_Exercise objective_: Rewrite everything below from the line containing "Find the bird" down to the last of the items, keeping the requests, and scale each point coordinate in the answers by 2.55, rounding to whole numbers with halves going up.

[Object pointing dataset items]
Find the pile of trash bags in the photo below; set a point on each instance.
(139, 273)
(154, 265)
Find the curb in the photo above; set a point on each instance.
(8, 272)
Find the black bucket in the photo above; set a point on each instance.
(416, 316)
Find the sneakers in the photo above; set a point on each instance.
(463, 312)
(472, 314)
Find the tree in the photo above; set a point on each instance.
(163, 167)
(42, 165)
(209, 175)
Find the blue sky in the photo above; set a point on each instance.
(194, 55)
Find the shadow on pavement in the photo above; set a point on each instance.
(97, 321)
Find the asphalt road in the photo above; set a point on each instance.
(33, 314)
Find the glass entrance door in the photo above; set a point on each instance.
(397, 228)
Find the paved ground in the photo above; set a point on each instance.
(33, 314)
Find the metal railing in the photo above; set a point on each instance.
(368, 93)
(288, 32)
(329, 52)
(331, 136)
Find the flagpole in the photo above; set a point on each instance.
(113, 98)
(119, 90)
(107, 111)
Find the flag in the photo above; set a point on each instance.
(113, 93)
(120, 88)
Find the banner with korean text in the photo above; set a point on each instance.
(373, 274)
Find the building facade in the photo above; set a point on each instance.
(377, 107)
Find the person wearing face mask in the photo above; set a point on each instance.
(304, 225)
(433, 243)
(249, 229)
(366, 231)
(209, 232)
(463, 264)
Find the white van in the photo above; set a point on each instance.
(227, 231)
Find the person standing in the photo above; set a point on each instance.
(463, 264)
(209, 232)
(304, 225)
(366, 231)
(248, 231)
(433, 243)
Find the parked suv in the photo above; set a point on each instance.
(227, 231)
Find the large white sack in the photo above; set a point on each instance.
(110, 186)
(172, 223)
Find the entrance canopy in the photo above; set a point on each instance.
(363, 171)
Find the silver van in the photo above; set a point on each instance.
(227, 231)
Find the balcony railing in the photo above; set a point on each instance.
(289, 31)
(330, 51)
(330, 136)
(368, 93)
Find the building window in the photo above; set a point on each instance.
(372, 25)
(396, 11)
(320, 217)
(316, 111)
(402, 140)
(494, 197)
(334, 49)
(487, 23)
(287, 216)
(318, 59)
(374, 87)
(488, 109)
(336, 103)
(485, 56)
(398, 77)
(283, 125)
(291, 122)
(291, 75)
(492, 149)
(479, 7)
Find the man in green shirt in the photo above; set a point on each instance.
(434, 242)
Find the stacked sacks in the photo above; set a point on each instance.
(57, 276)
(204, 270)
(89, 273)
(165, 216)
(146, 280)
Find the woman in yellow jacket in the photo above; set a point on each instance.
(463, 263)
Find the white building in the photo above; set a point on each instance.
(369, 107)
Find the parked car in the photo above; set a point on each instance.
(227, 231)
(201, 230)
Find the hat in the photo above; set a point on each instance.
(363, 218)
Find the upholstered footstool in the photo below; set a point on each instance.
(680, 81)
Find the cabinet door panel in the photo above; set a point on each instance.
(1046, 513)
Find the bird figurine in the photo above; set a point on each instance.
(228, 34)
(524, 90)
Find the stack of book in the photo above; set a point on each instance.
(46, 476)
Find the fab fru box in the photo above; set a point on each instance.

_Solution_:
Find the bird figurine in the photo above; set a point on each instance.
(581, 87)
(1336, 230)
Find the stack of book in the photo above; set a point on each instance.
(117, 1214)
Find the fab fru box in the photo above; set a point on each instance.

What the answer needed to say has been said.